==== Reading text
Several other factors like government directives, funding opportunities in certain areas, and terms
of employment, can motivate people to get involved in engineering research.
• Empirical research is appropriate when proof is sought that certain variables affect other
variables in some way. Evidence gathered through experiments or empirical studies is today
considered to be the most powerful support possible for a given hypothesis.
Research process consists of series of actions or steps necessary to effectively carry out research
and the desired sequencing of these steps.
The chart indicates that the research process consists of a number of closely related activities, as
shown through I to VII. But such activities overlap continuously rather than following a strictly
prescribed sequence
1. Formulating the research problem: There are two types of research problems, viz., those
which relate to states of nature and those which relate to relationships between variables.
At the very outset the researcher must single out the problem he wants to study, i.e., he
must decide the general area of interest or aspect of a subject-matter that he would like to
inquire into.
========
==== Supplied material
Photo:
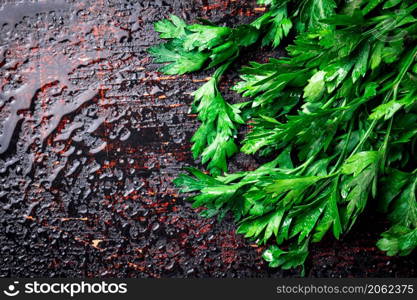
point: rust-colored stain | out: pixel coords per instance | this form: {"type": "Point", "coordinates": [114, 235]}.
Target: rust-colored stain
{"type": "Point", "coordinates": [91, 137]}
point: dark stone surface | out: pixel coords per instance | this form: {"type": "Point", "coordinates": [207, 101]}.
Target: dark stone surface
{"type": "Point", "coordinates": [92, 136]}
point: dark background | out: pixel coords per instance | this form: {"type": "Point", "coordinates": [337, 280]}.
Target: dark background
{"type": "Point", "coordinates": [85, 179]}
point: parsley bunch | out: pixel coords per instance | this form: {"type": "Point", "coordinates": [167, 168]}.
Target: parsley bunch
{"type": "Point", "coordinates": [337, 116]}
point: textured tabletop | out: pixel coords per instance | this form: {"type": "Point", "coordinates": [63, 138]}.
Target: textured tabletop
{"type": "Point", "coordinates": [91, 137]}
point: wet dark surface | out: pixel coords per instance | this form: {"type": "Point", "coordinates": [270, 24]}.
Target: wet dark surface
{"type": "Point", "coordinates": [91, 137]}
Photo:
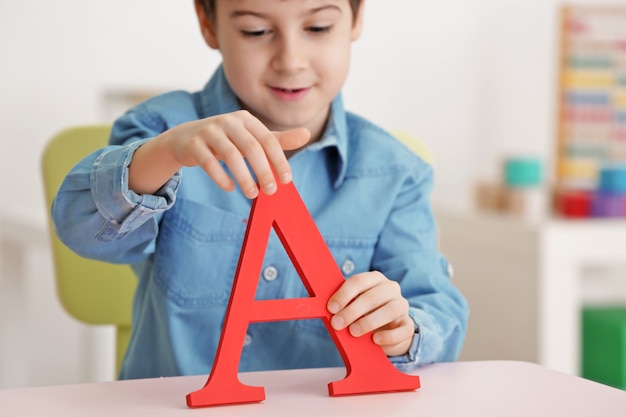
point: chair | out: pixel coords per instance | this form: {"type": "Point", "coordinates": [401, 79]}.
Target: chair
{"type": "Point", "coordinates": [415, 145]}
{"type": "Point", "coordinates": [91, 291]}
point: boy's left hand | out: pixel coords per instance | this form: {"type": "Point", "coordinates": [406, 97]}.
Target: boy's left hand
{"type": "Point", "coordinates": [370, 302]}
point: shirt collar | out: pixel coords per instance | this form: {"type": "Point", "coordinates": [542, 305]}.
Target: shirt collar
{"type": "Point", "coordinates": [218, 98]}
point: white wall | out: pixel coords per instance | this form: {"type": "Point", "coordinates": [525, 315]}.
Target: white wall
{"type": "Point", "coordinates": [474, 79]}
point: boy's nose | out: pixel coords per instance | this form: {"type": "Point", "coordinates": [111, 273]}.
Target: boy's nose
{"type": "Point", "coordinates": [290, 55]}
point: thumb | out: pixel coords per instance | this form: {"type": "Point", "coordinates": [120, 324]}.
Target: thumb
{"type": "Point", "coordinates": [293, 139]}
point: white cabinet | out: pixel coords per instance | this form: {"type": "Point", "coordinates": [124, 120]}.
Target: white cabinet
{"type": "Point", "coordinates": [526, 282]}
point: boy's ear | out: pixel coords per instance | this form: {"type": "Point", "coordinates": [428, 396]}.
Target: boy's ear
{"type": "Point", "coordinates": [357, 26]}
{"type": "Point", "coordinates": [206, 26]}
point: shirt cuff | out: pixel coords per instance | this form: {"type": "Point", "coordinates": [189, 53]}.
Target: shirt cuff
{"type": "Point", "coordinates": [115, 201]}
{"type": "Point", "coordinates": [426, 345]}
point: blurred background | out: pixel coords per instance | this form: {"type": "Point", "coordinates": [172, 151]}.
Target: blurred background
{"type": "Point", "coordinates": [477, 81]}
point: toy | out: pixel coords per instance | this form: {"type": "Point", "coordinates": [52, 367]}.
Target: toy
{"type": "Point", "coordinates": [368, 368]}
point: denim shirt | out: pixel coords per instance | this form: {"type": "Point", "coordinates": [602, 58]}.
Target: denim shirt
{"type": "Point", "coordinates": [368, 195]}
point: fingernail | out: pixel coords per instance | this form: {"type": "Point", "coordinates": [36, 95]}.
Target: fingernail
{"type": "Point", "coordinates": [337, 322]}
{"type": "Point", "coordinates": [333, 307]}
{"type": "Point", "coordinates": [286, 177]}
{"type": "Point", "coordinates": [253, 192]}
{"type": "Point", "coordinates": [270, 188]}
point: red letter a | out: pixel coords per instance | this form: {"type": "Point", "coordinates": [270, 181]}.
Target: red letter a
{"type": "Point", "coordinates": [368, 368]}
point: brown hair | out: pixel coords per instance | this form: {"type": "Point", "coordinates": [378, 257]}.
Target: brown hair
{"type": "Point", "coordinates": [209, 7]}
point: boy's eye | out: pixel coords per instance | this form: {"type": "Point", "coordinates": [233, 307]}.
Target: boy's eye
{"type": "Point", "coordinates": [319, 29]}
{"type": "Point", "coordinates": [254, 33]}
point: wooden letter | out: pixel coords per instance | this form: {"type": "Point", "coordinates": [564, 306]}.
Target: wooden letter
{"type": "Point", "coordinates": [368, 370]}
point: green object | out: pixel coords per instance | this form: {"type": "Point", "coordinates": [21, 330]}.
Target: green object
{"type": "Point", "coordinates": [523, 172]}
{"type": "Point", "coordinates": [604, 345]}
{"type": "Point", "coordinates": [91, 291]}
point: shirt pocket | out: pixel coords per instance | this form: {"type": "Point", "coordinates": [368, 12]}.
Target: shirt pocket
{"type": "Point", "coordinates": [197, 253]}
{"type": "Point", "coordinates": [352, 256]}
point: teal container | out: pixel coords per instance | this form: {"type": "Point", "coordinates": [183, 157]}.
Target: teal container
{"type": "Point", "coordinates": [523, 172]}
{"type": "Point", "coordinates": [613, 178]}
{"type": "Point", "coordinates": [604, 345]}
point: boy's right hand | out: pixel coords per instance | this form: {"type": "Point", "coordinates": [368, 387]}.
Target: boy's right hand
{"type": "Point", "coordinates": [232, 138]}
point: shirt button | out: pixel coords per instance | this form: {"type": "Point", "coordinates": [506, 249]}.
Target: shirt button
{"type": "Point", "coordinates": [270, 273]}
{"type": "Point", "coordinates": [347, 267]}
{"type": "Point", "coordinates": [450, 270]}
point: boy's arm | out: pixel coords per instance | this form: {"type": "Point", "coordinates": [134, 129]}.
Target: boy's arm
{"type": "Point", "coordinates": [436, 306]}
{"type": "Point", "coordinates": [94, 211]}
{"type": "Point", "coordinates": [408, 300]}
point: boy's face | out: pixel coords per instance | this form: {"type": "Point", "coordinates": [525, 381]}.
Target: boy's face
{"type": "Point", "coordinates": [286, 60]}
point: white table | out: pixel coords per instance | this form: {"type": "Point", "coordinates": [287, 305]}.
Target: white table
{"type": "Point", "coordinates": [524, 282]}
{"type": "Point", "coordinates": [485, 389]}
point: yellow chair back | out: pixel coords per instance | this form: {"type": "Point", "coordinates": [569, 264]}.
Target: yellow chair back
{"type": "Point", "coordinates": [91, 291]}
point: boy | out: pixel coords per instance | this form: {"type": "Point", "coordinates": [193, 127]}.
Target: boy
{"type": "Point", "coordinates": [172, 192]}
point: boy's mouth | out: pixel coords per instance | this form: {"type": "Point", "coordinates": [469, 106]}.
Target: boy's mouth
{"type": "Point", "coordinates": [290, 93]}
{"type": "Point", "coordinates": [289, 90]}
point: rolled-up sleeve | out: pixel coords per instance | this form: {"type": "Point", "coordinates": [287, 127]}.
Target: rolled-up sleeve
{"type": "Point", "coordinates": [97, 216]}
{"type": "Point", "coordinates": [407, 253]}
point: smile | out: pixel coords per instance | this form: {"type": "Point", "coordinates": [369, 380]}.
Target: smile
{"type": "Point", "coordinates": [290, 94]}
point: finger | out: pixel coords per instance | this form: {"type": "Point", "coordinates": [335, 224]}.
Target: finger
{"type": "Point", "coordinates": [227, 151]}
{"type": "Point", "coordinates": [268, 152]}
{"type": "Point", "coordinates": [293, 139]}
{"type": "Point", "coordinates": [395, 341]}
{"type": "Point", "coordinates": [358, 296]}
{"type": "Point", "coordinates": [393, 336]}
{"type": "Point", "coordinates": [250, 147]}
{"type": "Point", "coordinates": [210, 164]}
{"type": "Point", "coordinates": [392, 311]}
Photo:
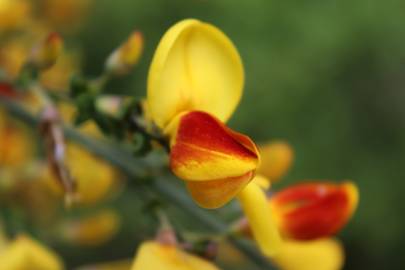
========
What needs to be done: Quote the passage on engineering research from "Several other factors" to "of these steps.".

Written solution:
Several other factors like government directives, funding opportunities in certain areas, and terms
of employment, can motivate people to get involved in engineering research.
• Empirical research is appropriate when proof is sought that certain variables affect other
variables in some way. Evidence gathered through experiments or empirical studies is today
considered to be the most powerful support possible for a given hypothesis.
Research process consists of series of actions or steps necessary to effectively carry out research
and the desired sequencing of these steps.